▶ **What you need to do**:
1. In the stock market report, transcribe the passage between "Stocks fell for" and "company dropped 10.4%.", inclusive.
2. Condense the paragraph of the stock market report that begins "Home Depot shares lost 3%" into a short bulleted list that keeps its main facts.
3. According to the stock market report, by what percentage did Moderna shares drop?

▶ **Text passage**:

* * *

Dow drops more than 300 points to snap 3-day winning streak, Home Depot and Walmart fall – CNBC

Stocks fell for the first time in four days on Tuesday, giving back some of the strong gains from the previous session, amid sharp losses from retail and bank shares.

The Dow Jones Industrial Average dropped 390.51 points, or 1.6%, to close at 24,206.86. The S&P 500 slid 1.1% to 2,922.91 while the Nasdaq Composite lost 0.5% and closed at 9,185.10.

The major averages were under pressure in the final hour of trading after a STAT News report raised concerns about the trial results for a potential coronavirus vaccine from Moderna. Shares of the biotechnology company dropped 10.4%.

Home Depot shares lost 3% to lead the Dow lower after the home improvement retailer said net income last quarter dropped 10.7% due to extra costs related to the pandemic. Although the retailer also said sales increased by 7% for the period. Walmart shares were down 2.1%, giving up earlier gains, despite soaring e-commerce sales in the first quarter.

Other retailers such as Kohl’s, Macy’s and Nordstrom also closed lower.

* * *

Region pointing data:

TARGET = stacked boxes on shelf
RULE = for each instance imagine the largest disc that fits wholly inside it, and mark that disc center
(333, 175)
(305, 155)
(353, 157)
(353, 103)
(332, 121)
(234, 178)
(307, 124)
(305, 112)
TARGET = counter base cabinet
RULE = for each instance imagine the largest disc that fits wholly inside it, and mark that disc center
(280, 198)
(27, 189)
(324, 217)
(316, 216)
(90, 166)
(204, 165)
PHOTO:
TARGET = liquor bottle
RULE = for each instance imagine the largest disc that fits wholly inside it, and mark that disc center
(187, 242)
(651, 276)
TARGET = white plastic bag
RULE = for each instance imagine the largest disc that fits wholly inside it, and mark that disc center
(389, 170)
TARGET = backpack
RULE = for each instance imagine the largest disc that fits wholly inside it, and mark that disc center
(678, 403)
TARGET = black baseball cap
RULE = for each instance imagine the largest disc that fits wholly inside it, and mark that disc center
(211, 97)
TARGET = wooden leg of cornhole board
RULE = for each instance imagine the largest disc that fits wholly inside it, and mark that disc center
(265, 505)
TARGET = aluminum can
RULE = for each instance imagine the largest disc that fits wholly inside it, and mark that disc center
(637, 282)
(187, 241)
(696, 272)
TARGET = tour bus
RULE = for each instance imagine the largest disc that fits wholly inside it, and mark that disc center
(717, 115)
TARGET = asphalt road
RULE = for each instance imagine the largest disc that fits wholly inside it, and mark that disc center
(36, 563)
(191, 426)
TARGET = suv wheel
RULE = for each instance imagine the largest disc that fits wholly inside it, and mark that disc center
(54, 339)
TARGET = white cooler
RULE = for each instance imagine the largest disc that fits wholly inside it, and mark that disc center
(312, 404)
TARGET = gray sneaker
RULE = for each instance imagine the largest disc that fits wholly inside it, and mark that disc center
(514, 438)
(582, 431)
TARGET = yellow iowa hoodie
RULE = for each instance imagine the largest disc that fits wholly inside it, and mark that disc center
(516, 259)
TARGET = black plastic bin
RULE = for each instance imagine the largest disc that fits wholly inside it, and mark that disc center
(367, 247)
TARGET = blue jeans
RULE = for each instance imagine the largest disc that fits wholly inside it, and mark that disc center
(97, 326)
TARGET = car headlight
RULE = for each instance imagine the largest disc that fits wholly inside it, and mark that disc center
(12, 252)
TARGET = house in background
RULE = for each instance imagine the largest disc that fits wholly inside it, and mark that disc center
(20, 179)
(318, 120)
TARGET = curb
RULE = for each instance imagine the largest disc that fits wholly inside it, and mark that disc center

* * *

▶ **Problem solutions**:
1.
Stocks fell for the first time in four days on Tuesday, giving back some of the strong gains from the previous session, amid sharp losses from retail and bank shares.

The Dow Jones Industrial Average dropped 390.51 points, or 1.6%, to close at 24,206.86. The S&P 500 slid 1.1% to 2,922.91 while the Nasdaq Composite lost 0.5% and closed at 9,185.10.

The major averages were under pressure in the final hour of trading after a STAT News report raised concerns about the trial results for a potential coronavirus vaccine from Moderna. Shares of the biotechnology company dropped 10.4%.

2.
- Home Depot shares fell 3%, leading the Dow lower.
- Its net income last quarter dropped 10.7% because of extra pandemic-related costs, though sales rose 7%.
- Walmart shares fell 2.1%, giving up earlier gains, despite soaring first-quarter e-commerce sales.

3. Moderna shares dropped 10.4%.